WHAT YOU ARE ASKED TO DO – Starting at the line that has "subject: yellow flowering field", reproduce every line below verbatim through the end of the records, omitting the picture.

INFORMATION GIVEN –
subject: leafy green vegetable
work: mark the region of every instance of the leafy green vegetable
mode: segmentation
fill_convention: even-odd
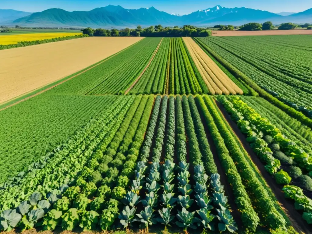
[[[214,227],[212,225],[212,222],[215,217],[210,214],[210,211],[207,208],[204,208],[197,211],[196,212],[200,216],[201,222],[204,227],[205,228],[209,228],[212,231],[214,231]]]
[[[144,208],[144,210],[141,211],[140,214],[137,214],[136,215],[139,219],[136,219],[134,221],[141,222],[142,223],[142,226],[146,228],[146,231],[149,232],[149,226],[151,226],[153,224],[157,223],[157,221],[155,217],[155,214],[153,214],[153,210],[152,207],[148,206]]]
[[[42,194],[39,192],[36,192],[29,196],[28,200],[32,206],[36,206],[41,197]]]
[[[136,208],[133,207],[130,210],[128,206],[125,207],[121,212],[118,216],[118,218],[120,219],[120,223],[124,228],[128,227],[129,224],[131,224],[134,221],[134,218]]]
[[[160,217],[157,218],[157,222],[166,226],[168,226],[169,223],[174,218],[173,216],[171,215],[171,209],[167,208],[163,208],[161,210],[158,210],[158,212]]]
[[[16,208],[16,211],[23,216],[28,213],[32,205],[29,204],[27,201],[24,201],[21,202]]]
[[[183,228],[184,231],[186,231],[188,227],[190,227],[193,229],[196,229],[197,227],[194,224],[200,222],[200,220],[196,217],[194,217],[194,212],[189,212],[184,207],[182,208],[182,211],[178,211],[178,214],[177,215],[178,221],[176,221],[175,224],[178,227]],[[199,226],[199,225],[198,225]]]
[[[158,201],[158,195],[157,194],[151,192],[148,194],[147,193],[144,198],[141,200],[141,202],[144,206],[149,206],[152,207],[156,207]]]
[[[28,213],[27,216],[24,216],[22,219],[21,227],[22,230],[23,231],[33,228],[36,223],[44,216],[44,211],[42,209],[32,210]]]
[[[22,219],[22,216],[16,212],[16,210],[7,210],[0,214],[0,230],[12,230]]]
[[[181,205],[183,208],[188,209],[193,204],[194,200],[190,199],[190,196],[188,195],[185,195],[184,196],[179,195],[178,197],[178,203]]]
[[[83,228],[84,231],[91,230],[95,228],[99,221],[100,215],[95,211],[91,210],[87,211],[80,210],[78,212],[79,216],[79,227]]]
[[[62,216],[61,226],[63,230],[72,230],[79,223],[79,217],[76,208],[70,209]]]
[[[134,207],[139,202],[140,196],[138,196],[138,194],[133,192],[128,192],[121,201],[126,205]]]
[[[221,205],[220,206],[220,209],[216,209],[218,213],[217,218],[219,221],[222,222],[218,224],[219,230],[224,232],[227,230],[230,232],[232,233],[237,231],[237,225],[231,215],[230,211]]]
[[[62,212],[58,211],[54,209],[49,211],[46,215],[43,217],[42,223],[44,230],[54,230],[56,227],[61,223]]]
[[[67,197],[63,196],[53,205],[53,207],[58,211],[65,212],[68,209],[71,202]]]

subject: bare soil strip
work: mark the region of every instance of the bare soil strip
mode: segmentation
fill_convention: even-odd
[[[158,44],[158,46],[157,46],[157,48],[156,48],[156,49],[155,50],[155,51],[154,51],[154,53],[153,54],[153,56],[152,56],[152,58],[151,58],[148,64],[146,65],[146,66],[145,68],[144,68],[144,70],[142,71],[142,72],[141,72],[140,75],[137,78],[136,78],[136,79],[134,80],[134,82],[133,83],[132,83],[132,84],[131,85],[130,87],[128,88],[128,89],[126,90],[125,92],[124,92],[125,94],[127,94],[129,92],[129,91],[130,91],[131,89],[133,87],[133,86],[135,85],[135,84],[137,83],[137,82],[139,81],[139,80],[141,78],[141,77],[143,76],[143,74],[144,74],[144,72],[145,72],[146,69],[147,69],[148,68],[150,64],[151,64],[151,63],[152,62],[152,61],[154,59],[154,57],[155,56],[155,55],[156,55],[156,53],[157,53],[157,51],[158,51],[158,49],[159,49],[159,47],[160,46],[160,44],[161,44],[161,42],[163,41],[163,37],[160,40],[160,41],[159,42],[159,44]]]
[[[295,209],[293,202],[285,198],[284,193],[281,189],[282,187],[276,184],[275,180],[266,170],[264,166],[251,148],[246,138],[231,119],[224,107],[218,102],[216,101],[216,103],[221,111],[223,118],[227,121],[241,144],[246,150],[252,161],[258,168],[261,175],[273,192],[279,205],[289,218],[292,226],[300,232],[303,232],[306,234],[312,234],[312,232],[307,223],[302,218],[301,214]]]
[[[312,35],[312,30],[269,30],[261,31],[212,31],[212,35],[219,37],[232,36],[263,36],[270,35]]]
[[[13,105],[16,105],[17,104],[19,103],[20,102],[22,102],[24,101],[26,101],[27,100],[28,100],[28,99],[29,99],[30,98],[31,98],[32,97],[35,97],[35,96],[37,96],[37,95],[38,95],[39,94],[42,93],[43,93],[43,92],[46,92],[46,91],[48,91],[48,90],[50,90],[51,89],[52,89],[53,88],[54,88],[54,87],[56,87],[57,85],[61,85],[61,84],[63,84],[64,82],[66,82],[66,81],[67,81],[68,80],[71,80],[71,79],[72,79],[73,78],[74,78],[75,77],[76,77],[76,76],[79,76],[81,74],[82,74],[82,73],[84,73],[85,72],[86,72],[86,71],[89,71],[89,70],[90,70],[90,69],[92,69],[92,68],[93,68],[95,67],[96,66],[97,66],[98,65],[100,65],[100,64],[101,64],[102,63],[103,63],[104,62],[105,62],[105,61],[107,61],[107,60],[108,59],[109,59],[111,58],[112,58],[112,57],[114,57],[114,56],[116,56],[117,55],[118,55],[120,53],[121,53],[121,52],[123,50],[121,50],[119,52],[117,52],[117,53],[116,53],[115,54],[113,55],[112,56],[110,56],[109,57],[107,58],[107,59],[105,59],[104,60],[103,60],[103,61],[101,61],[101,62],[100,62],[99,63],[97,63],[95,64],[94,66],[92,66],[90,67],[89,68],[88,68],[87,69],[86,69],[85,70],[84,70],[83,71],[81,71],[81,72],[80,72],[79,73],[78,73],[77,74],[76,74],[76,75],[75,75],[74,76],[71,76],[71,77],[69,77],[69,78],[68,78],[67,79],[66,79],[66,80],[62,80],[62,81],[60,82],[59,83],[58,83],[57,84],[56,84],[56,85],[53,85],[52,86],[50,86],[50,87],[49,87],[48,88],[46,88],[46,89],[44,89],[44,90],[42,90],[41,91],[40,91],[39,92],[38,92],[37,93],[36,93],[35,94],[33,94],[33,95],[31,95],[30,96],[28,96],[28,97],[27,97],[23,99],[21,99],[21,100],[19,100],[18,101],[16,101],[15,102],[14,102],[14,103],[11,104],[10,105],[8,105],[7,106],[5,107],[4,107],[3,108],[2,108],[2,109],[0,109],[0,111],[1,111],[1,110],[5,110],[7,108],[8,108],[9,107],[10,107],[11,106],[13,106]]]
[[[78,72],[142,39],[90,37],[0,51],[0,103]]]
[[[183,37],[191,56],[213,94],[242,94],[243,92],[191,38]],[[211,90],[212,88],[214,90]]]

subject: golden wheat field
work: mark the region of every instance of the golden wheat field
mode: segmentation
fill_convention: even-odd
[[[212,94],[242,94],[243,91],[190,37],[183,37],[188,50]]]
[[[0,103],[75,73],[143,38],[84,37],[0,50]]]
[[[4,35],[0,37],[0,45],[16,44],[20,41],[30,41],[43,40],[44,39],[51,39],[56,37],[73,36],[81,34],[79,32],[47,32]]]

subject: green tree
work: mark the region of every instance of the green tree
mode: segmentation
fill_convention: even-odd
[[[141,25],[138,25],[138,27],[137,27],[136,29],[135,30],[137,32],[141,32],[142,31],[142,27],[141,27]]]
[[[279,30],[289,30],[297,27],[297,25],[292,23],[285,23],[282,24],[278,27]]]
[[[110,35],[112,37],[118,37],[119,36],[119,31],[115,28],[110,30]]]
[[[274,26],[271,21],[267,21],[262,25],[262,30],[272,30],[274,29]]]
[[[81,30],[82,34],[86,34],[90,37],[92,37],[94,33],[94,30],[90,27],[84,28]]]
[[[107,37],[107,33],[105,29],[97,28],[93,34],[93,36],[95,37]]]
[[[239,30],[244,31],[258,31],[262,30],[262,25],[258,23],[249,23],[241,26]]]

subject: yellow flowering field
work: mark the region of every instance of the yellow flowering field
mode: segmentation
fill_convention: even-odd
[[[47,32],[40,33],[27,33],[15,35],[0,36],[0,45],[16,44],[20,41],[31,41],[44,39],[73,36],[80,34],[77,32]]]

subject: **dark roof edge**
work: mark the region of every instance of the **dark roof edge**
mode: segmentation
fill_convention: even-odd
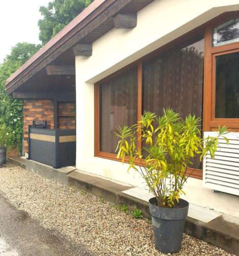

RESPONSE TO THE TASK –
subject: yellow flowering field
work: mark the region of every instance of the yellow flowering field
mode: segmentation
fill_convention: even-odd
[[[47,32],[40,33],[27,33],[15,35],[0,36],[0,45],[16,44],[20,41],[31,41],[44,39],[73,36],[80,34],[77,32]]]

subject: **dark roof edge**
work: mark the region of every instance of the **dark roof edge**
mode: segmentation
fill_convention: even-odd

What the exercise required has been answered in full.